### What needs to be done
The entries are to be reproduced word for word, with all images left out.

----- Stored data -----

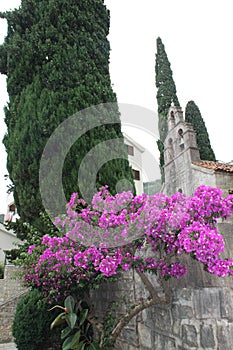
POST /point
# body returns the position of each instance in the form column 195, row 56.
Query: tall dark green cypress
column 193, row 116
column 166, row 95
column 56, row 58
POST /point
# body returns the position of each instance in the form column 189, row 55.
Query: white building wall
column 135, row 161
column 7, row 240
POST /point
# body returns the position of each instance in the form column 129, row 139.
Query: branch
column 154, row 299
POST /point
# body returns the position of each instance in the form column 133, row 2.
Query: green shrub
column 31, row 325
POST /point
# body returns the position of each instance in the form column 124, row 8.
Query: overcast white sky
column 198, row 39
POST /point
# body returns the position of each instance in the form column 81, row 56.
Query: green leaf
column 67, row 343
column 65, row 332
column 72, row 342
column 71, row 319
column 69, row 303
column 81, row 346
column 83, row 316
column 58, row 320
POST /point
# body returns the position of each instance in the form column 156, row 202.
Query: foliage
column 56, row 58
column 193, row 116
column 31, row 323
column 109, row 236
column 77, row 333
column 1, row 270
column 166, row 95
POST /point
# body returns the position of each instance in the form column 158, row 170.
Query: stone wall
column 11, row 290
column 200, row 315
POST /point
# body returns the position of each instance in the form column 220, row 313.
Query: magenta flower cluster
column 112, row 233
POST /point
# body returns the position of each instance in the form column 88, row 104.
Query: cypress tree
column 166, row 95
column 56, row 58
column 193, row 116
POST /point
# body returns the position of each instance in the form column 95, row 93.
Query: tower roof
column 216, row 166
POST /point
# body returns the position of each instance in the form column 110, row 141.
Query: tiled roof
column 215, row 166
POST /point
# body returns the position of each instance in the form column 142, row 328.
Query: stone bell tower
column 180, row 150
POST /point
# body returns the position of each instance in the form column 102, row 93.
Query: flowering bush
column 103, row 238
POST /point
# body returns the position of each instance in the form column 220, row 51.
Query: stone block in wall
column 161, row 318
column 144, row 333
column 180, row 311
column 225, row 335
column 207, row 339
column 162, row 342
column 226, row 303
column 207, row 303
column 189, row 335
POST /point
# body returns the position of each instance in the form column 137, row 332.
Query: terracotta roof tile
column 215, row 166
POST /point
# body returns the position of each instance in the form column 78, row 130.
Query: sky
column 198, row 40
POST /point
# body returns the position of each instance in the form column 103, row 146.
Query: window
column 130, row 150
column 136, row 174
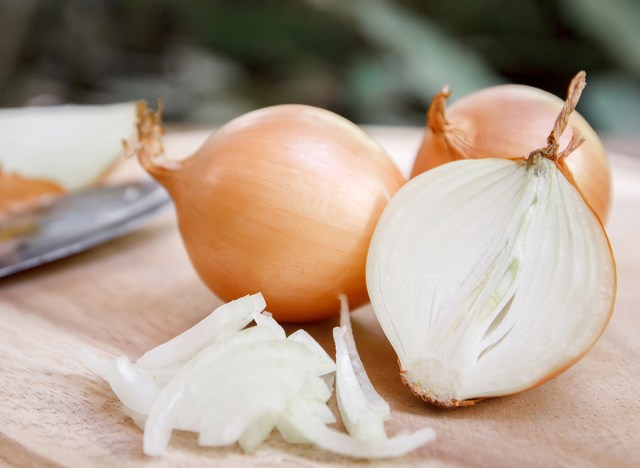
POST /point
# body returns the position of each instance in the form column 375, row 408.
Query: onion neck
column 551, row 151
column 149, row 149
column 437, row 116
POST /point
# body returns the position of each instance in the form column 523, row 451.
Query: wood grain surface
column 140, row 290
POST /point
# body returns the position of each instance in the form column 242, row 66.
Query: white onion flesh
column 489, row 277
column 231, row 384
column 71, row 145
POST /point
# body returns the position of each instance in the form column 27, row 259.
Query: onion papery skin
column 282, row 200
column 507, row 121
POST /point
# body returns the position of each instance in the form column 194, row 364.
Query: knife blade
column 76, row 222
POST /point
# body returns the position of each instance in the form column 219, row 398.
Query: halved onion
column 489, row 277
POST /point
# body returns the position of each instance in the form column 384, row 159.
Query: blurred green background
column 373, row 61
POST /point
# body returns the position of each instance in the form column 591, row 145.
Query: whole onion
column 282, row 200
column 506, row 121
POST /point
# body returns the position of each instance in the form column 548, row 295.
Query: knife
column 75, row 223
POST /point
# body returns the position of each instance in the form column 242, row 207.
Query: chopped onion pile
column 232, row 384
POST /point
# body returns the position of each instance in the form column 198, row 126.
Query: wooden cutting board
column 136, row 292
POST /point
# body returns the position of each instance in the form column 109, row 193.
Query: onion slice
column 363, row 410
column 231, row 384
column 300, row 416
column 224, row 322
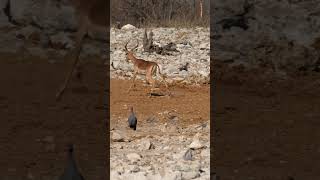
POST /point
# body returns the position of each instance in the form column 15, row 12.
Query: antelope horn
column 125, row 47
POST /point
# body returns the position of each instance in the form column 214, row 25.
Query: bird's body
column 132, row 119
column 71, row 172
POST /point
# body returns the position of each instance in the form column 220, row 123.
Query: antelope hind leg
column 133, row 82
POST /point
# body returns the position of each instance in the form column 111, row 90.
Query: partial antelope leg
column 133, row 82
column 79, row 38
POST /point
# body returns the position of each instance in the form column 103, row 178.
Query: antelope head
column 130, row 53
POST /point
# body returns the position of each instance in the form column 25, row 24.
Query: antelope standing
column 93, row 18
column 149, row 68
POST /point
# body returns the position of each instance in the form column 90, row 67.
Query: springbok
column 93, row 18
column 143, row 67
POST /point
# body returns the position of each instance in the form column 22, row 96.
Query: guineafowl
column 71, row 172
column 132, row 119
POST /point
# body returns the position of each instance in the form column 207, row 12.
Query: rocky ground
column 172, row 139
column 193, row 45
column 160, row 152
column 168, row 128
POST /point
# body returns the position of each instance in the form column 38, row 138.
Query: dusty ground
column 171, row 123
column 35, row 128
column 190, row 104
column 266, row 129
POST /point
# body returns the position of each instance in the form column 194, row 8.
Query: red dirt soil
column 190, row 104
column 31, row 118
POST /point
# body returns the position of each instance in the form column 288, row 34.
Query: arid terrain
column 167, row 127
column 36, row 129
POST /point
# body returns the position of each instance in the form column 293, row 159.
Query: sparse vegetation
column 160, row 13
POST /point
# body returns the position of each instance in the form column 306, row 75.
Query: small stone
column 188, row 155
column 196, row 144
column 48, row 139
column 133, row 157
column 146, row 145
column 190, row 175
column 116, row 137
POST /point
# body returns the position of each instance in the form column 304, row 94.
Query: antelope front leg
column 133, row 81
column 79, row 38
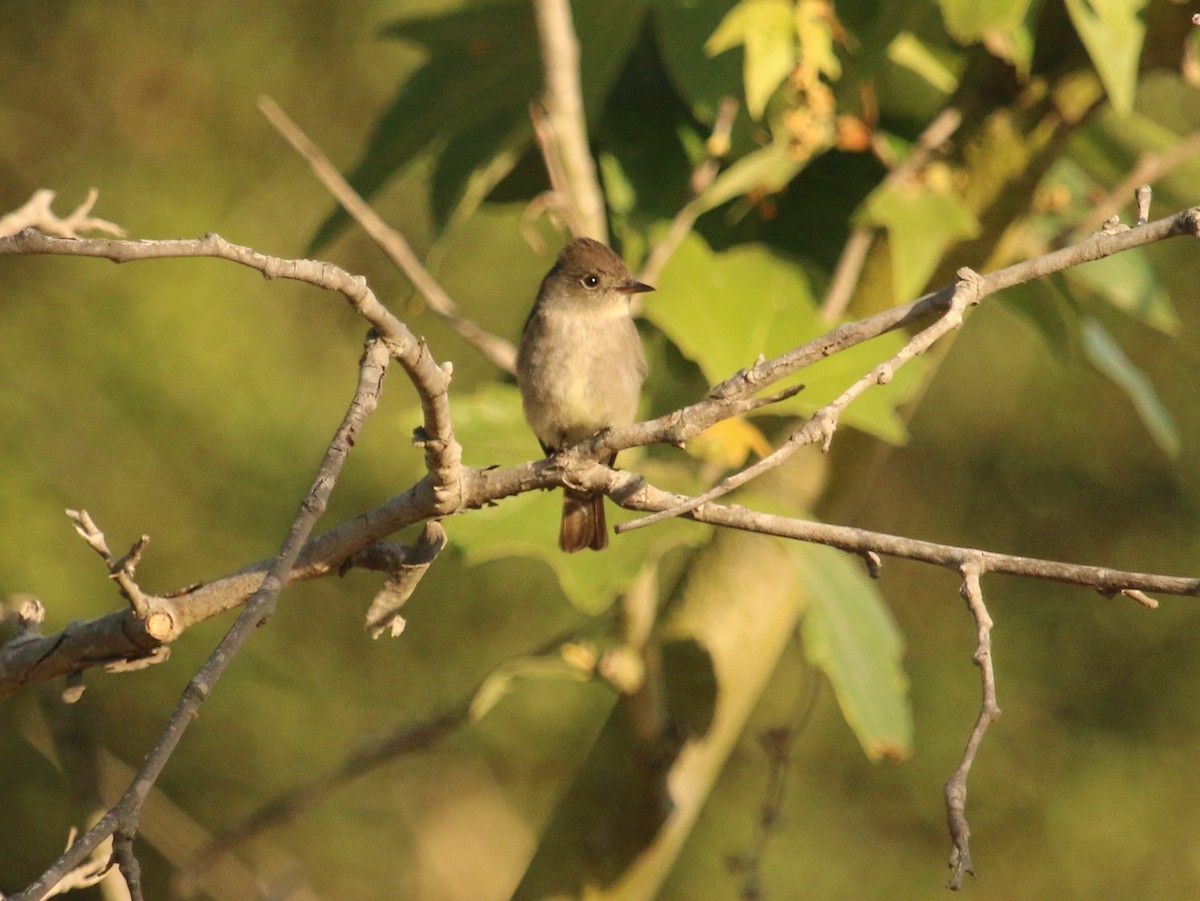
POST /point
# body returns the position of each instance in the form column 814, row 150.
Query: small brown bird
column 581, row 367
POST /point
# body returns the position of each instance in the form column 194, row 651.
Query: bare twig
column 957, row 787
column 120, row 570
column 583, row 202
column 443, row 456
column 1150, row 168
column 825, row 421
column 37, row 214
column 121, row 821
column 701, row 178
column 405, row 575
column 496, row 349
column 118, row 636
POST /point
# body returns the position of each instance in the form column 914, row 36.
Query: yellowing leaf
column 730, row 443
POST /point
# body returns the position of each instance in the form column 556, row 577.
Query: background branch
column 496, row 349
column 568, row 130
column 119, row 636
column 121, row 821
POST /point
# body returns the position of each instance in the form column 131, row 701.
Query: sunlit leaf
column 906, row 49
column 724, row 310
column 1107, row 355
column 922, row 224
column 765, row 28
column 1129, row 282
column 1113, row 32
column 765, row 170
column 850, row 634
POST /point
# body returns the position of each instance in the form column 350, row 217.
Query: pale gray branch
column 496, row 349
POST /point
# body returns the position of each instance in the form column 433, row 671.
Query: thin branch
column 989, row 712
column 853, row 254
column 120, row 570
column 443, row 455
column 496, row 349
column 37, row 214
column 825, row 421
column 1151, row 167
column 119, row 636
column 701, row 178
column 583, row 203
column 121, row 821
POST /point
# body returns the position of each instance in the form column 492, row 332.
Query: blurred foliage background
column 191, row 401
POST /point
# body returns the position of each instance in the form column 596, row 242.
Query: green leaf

-----

### Answer to this task
POST /point
# body returns the position of each instance in the form column 195, row 56.
Query: tall dark green cypress
column 193, row 116
column 166, row 95
column 56, row 58
POST /point
# body returns the position of each instance in the form column 189, row 55.
Query: white building wall
column 135, row 161
column 7, row 240
POST /point
# body returns the position of each instance in the form column 129, row 139.
Query: branch
column 154, row 299
POST /point
# body returns the position of each instance in the form column 133, row 2.
Query: green shrub
column 31, row 325
POST /point
# body returns the position of each instance in the form column 124, row 8.
Query: overcast white sky
column 198, row 39
POST /point
# body returns the position of each instance in the form column 81, row 56.
Query: green leaf
column 67, row 343
column 65, row 332
column 72, row 342
column 71, row 319
column 69, row 303
column 81, row 346
column 83, row 316
column 58, row 320
POST /point
# body returns the position of each instance in the form column 156, row 202.
Query: foliage
column 56, row 58
column 193, row 116
column 31, row 323
column 109, row 236
column 77, row 333
column 1, row 270
column 166, row 95
POST /point
# body returns the position of each instance in the form column 158, row 170.
Query: stone wall
column 11, row 290
column 200, row 315
POST /point
# body returns the position of each instance in the form column 220, row 313.
Query: magenta flower cluster
column 112, row 233
POST /point
# body returns the position of each instance in the form column 88, row 104.
Query: cypress tree
column 166, row 95
column 56, row 58
column 193, row 116
POST /point
# body returns the position of each instance in the form column 95, row 93.
Query: tower roof
column 216, row 166
POST /point
# body returns the position of each instance in the form column 110, row 141.
Query: tiled roof
column 215, row 166
POST /point
# body returns the position of each instance in the form column 142, row 328.
Query: stone bell tower
column 180, row 150
POST /point
# body returns the position of each instance in the form column 102, row 93.
Query: flowering bush
column 103, row 238
POST /point
# body returns the position of each instance in the form column 220, row 51.
Query: stone block in wall
column 161, row 318
column 144, row 333
column 180, row 311
column 225, row 335
column 207, row 339
column 162, row 342
column 226, row 303
column 207, row 303
column 189, row 335
POST /point
# body returns the position of each instance in the form column 137, row 332.
Query: terracotta roof tile
column 215, row 166
POST /point
# body returns the position of each instance in the form column 78, row 130.
Query: sky
column 198, row 40
POST /point
# body returns the position of each instance in the form column 103, row 146.
Query: window
column 130, row 150
column 136, row 174
POST /point
# body returns the position of each instance in the form column 375, row 408.
Query: onion neck
column 551, row 151
column 149, row 149
column 437, row 116
POST /point
# body returns the position of each instance in the form column 523, row 451.
Query: wood grain surface
column 140, row 290
POST /point
# body returns the position of each instance in the form column 242, row 66.
Query: white onion flesh
column 489, row 277
column 231, row 384
column 71, row 145
POST /point
# body returns the position of each instance in the form column 27, row 259.
Query: onion papery skin
column 282, row 200
column 507, row 121
POST /point
# body returns the position of each instance in the form column 194, row 364.
Query: knife blade
column 76, row 222
POST /point
# body returns the position of each instance in the form column 219, row 398.
Query: halved onion
column 489, row 277
POST /point
# body returns the position of each instance in the form column 384, row 159.
Query: blurred green background
column 373, row 61
POST /point
# body returns the position of each instance in the form column 591, row 145.
Query: whole onion
column 282, row 200
column 506, row 121
POST /point
# body returns the position of each instance in the form column 548, row 295.
Query: knife
column 75, row 223
POST /point
# body returns the position of each instance in the form column 242, row 207.
Query: chopped onion pile
column 232, row 384
POST /point
# body returns the position of each instance in the form column 198, row 126.
Query: wooden cutting board
column 136, row 292
POST /point
# body returns the position of each instance in the form column 109, row 193.
Query: onion slice
column 363, row 410
column 231, row 384
column 300, row 416
column 224, row 322
POST /point
# body returns the position of each instance in the form column 15, row 12.
Query: antelope horn
column 125, row 47
POST /point
# body returns the position of each instance in the form column 214, row 25.
Query: bird's body
column 132, row 119
column 71, row 172
POST /point
# body returns the position of each instance in the form column 220, row 123.
Query: antelope hind leg
column 133, row 82
POST /point
# body returns the position of each instance in the form column 111, row 90.
Query: partial antelope leg
column 133, row 82
column 79, row 38
POST /point
# body returns the position of each instance in the form column 103, row 178.
Query: antelope head
column 130, row 53
POST /point
# body returns the position of each instance in the form column 25, row 24.
Query: antelope standing
column 93, row 18
column 149, row 68
POST /point
# body returns the position of each instance in the form column 90, row 67.
Query: springbok
column 93, row 18
column 143, row 67
POST /point
# body returns the position of each instance in the form column 22, row 96.
Query: guineafowl
column 71, row 172
column 132, row 119
POST /point
# body returns the position of each instance in the form column 207, row 12.
Query: rocky ground
column 172, row 139
column 193, row 45
column 160, row 152
column 168, row 128
POST /point
# body returns the position of each instance in the form column 38, row 138.
Query: dusty ground
column 171, row 123
column 35, row 128
column 190, row 104
column 266, row 129
POST /point
# body returns the position of each instance in the form column 194, row 8.
Query: red dirt soil
column 190, row 104
column 31, row 118
POST /point
# body returns the position of each instance in the form column 288, row 34.
Query: arid terrain
column 167, row 127
column 36, row 129
POST /point
# body returns the position of each instance in the form column 293, row 159.
Query: sparse vegetation
column 160, row 13
POST /point
# body returns the position of each instance in the form column 306, row 75.
Query: small stone
column 188, row 155
column 196, row 144
column 48, row 139
column 133, row 157
column 146, row 145
column 190, row 175
column 116, row 137
POST /point
# body returns the position of each instance in the form column 304, row 94.
Query: antelope front leg
column 133, row 81
column 79, row 38
POST /point
# body returns the position of each instance in the form column 814, row 150.
Query: small brown bird
column 581, row 367
POST /point
# body returns the position of each instance in the form column 194, row 651.
Query: bare twig
column 957, row 787
column 120, row 570
column 583, row 202
column 443, row 456
column 1150, row 168
column 825, row 421
column 37, row 214
column 121, row 821
column 701, row 178
column 405, row 575
column 496, row 349
column 118, row 636
POST /point
# body returns the position of each instance in the form column 914, row 36.
Query: yellowing leaf
column 730, row 443
POST /point
# body returns the position of each instance in the form column 556, row 577.
Query: background branch
column 496, row 349
column 568, row 130
column 119, row 636
column 121, row 821
POST /point
# body returns the position of each instance in the form column 131, row 701.
Query: sunlit leaf
column 906, row 49
column 724, row 310
column 1107, row 355
column 922, row 224
column 765, row 28
column 1129, row 282
column 1113, row 32
column 765, row 170
column 850, row 634
POST /point
# body returns the position of each instance in the form column 350, row 217.
Query: pale gray branch
column 496, row 349
POST /point
# body returns the position of each instance in the form column 433, row 671.
Query: thin branch
column 989, row 712
column 853, row 254
column 120, row 570
column 443, row 455
column 496, row 349
column 37, row 214
column 825, row 421
column 1151, row 167
column 119, row 636
column 701, row 178
column 583, row 203
column 121, row 821
POST /point
# body returns the position of each instance in the form column 492, row 332.
Query: blurred foliage background
column 191, row 401
POST /point
# body returns the position of each instance in the form column 596, row 242.
Query: green leaf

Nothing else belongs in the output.